# [Short problem]
Reproduce each of the following lines word for word, keeping their original order.

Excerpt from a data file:
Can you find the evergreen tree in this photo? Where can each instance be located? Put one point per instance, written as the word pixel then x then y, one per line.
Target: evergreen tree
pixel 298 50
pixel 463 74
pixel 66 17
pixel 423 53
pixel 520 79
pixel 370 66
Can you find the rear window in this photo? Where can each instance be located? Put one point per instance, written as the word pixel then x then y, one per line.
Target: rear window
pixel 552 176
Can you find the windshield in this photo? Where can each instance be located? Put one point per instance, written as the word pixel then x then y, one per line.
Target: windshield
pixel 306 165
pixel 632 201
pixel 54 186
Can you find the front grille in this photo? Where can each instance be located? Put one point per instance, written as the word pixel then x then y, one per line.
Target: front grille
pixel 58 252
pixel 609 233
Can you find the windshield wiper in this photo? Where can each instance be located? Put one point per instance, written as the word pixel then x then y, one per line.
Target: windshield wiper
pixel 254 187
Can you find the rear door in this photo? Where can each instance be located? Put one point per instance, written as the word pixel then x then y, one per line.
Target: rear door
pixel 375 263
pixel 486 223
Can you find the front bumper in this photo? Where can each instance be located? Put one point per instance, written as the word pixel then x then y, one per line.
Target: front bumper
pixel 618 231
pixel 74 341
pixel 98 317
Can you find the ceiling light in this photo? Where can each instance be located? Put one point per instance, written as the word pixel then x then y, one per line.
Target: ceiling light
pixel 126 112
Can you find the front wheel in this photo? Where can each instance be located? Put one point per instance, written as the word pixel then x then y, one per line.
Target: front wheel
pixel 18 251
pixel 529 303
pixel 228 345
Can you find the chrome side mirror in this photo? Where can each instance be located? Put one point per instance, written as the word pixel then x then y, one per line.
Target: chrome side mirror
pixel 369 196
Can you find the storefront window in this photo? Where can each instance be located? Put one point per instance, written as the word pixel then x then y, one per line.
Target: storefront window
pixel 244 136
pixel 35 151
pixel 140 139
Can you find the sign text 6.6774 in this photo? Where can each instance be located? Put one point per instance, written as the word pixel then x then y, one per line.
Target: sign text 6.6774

# [Answer to the task]
Can you find the evergreen tree in this photo? Where can each instance be located? Put one point per instance, written as the word pixel then x then y, one per line.
Target: evergreen tree
pixel 298 50
pixel 463 74
pixel 66 17
pixel 423 53
pixel 520 79
pixel 370 66
Can you find the rear window in this photo? Where can each instance be located? Put one point per instance, written as the word pixel then x then y, one per line.
Target: rear window
pixel 552 176
Can you find the windshield in this photo? Where can each instance be located? Put one point per instance, written as the word pixel then x then y, one per line.
Target: windshield
pixel 306 165
pixel 632 201
pixel 54 186
Can you find the front grille in this photo? Where can each instance be located? Put one point per instance, written as the word pixel then x then y, one per line.
Target: front grille
pixel 58 252
pixel 609 233
Can you find the windshield wiper in this photo? Where can each instance be located? Put one point per instance, written as the word pixel then x then y, one per line.
Target: windshield wiper
pixel 254 187
Can you find the rear door in this photo? Where can each instance be located? Put one point per instance, written as the word pixel then x then y, one per line.
Target: rear door
pixel 375 263
pixel 486 223
Can you find the front bumper in this photo? Where can each instance be located? Put one point per instance, written as the word pixel then x then y, one per line.
Target: front bumper
pixel 618 231
pixel 74 341
pixel 98 317
Can you find the ceiling light in this photo? Where can each instance be located? Put one point per instance, written as the word pixel then x then y, one per line.
Target: ceiling light
pixel 126 112
Can you find the front wheel in this photo? Where can each instance be located? Put one point per instance, written as the word pixel then x then y, one per line.
Target: front wheel
pixel 18 251
pixel 529 303
pixel 228 345
Can you find the chrome side mirror in this photo? Where can each instance be located? Put one point per instance, written as the word pixel then x then y, one per line.
Target: chrome side mirror
pixel 369 196
Can you find the storefront window in this photo? Where can each instance be located? Put one point per instance, written as the word pixel then x then y, one per line.
Target: storefront window
pixel 244 136
pixel 35 151
pixel 140 139
Can you find the sign text 6.6774 in this photo? Where can each instance be located? Put one point per instance, written as the word pixel then x then y, one per line.
Target: sign text 6.6774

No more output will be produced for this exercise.